EXERCISE DESCRIPTION>
Please copy out the entries below exactly, from the line holding "Where can the sky" through the end of the entries, inclusive, and nothing else.

EXCERPTED RECORDS>
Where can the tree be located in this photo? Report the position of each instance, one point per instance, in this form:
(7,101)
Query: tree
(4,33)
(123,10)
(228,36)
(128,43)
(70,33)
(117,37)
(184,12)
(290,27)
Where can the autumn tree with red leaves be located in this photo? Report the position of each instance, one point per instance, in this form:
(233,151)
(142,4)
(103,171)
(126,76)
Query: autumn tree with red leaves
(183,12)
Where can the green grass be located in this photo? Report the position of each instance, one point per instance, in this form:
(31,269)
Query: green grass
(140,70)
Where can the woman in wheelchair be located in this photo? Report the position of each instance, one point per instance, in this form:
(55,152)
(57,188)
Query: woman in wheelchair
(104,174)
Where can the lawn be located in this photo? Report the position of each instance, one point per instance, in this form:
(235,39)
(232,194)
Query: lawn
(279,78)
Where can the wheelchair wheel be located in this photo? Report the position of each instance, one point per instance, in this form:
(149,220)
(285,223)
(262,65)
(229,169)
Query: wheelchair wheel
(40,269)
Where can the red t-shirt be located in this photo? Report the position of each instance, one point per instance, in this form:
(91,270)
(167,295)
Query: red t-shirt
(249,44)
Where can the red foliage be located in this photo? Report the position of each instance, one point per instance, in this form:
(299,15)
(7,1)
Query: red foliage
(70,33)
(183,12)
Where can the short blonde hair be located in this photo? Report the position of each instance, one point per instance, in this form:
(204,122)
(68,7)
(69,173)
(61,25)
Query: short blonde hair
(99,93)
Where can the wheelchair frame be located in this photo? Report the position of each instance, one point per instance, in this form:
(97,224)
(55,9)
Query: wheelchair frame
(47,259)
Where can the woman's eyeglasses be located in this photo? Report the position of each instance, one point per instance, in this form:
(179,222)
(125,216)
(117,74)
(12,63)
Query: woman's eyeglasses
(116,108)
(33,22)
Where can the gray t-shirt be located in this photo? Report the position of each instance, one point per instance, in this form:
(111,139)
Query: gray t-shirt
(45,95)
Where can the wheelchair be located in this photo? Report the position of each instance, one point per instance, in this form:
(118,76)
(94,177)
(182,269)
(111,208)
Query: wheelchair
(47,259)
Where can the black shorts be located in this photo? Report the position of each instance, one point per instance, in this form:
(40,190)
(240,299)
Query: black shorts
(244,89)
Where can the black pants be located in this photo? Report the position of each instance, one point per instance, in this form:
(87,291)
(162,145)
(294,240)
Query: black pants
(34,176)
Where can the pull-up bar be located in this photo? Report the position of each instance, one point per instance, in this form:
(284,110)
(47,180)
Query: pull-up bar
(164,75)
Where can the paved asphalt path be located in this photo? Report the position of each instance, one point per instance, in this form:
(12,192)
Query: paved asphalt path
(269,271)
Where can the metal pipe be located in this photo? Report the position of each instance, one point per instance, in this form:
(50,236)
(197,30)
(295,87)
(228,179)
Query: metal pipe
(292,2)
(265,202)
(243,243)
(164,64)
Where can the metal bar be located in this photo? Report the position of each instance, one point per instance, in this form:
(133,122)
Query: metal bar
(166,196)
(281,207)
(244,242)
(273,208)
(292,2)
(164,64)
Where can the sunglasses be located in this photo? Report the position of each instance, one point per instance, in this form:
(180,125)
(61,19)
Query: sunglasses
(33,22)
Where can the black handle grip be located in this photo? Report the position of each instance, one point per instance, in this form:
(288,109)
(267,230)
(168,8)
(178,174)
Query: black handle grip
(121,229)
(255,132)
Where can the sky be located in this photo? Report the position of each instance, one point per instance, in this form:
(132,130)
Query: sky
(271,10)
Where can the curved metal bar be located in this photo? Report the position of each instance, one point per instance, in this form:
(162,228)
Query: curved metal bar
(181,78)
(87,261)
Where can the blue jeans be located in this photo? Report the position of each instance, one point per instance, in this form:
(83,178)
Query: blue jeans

EXERCISE RESULT>
Where can the sky be located in this photo? Report the position of each instance, one point per instance, in this form:
(132,130)
Query: sky
(271,10)
Where can the curved metal bar be located in this photo? Report the position of each instance, one point per instance, in this form:
(162,228)
Query: curved metal bar
(181,78)
(87,261)
Where can the blue jeans be located in this photo? Report the position of each instance, one point per instance, in this form:
(83,178)
Query: blue jeans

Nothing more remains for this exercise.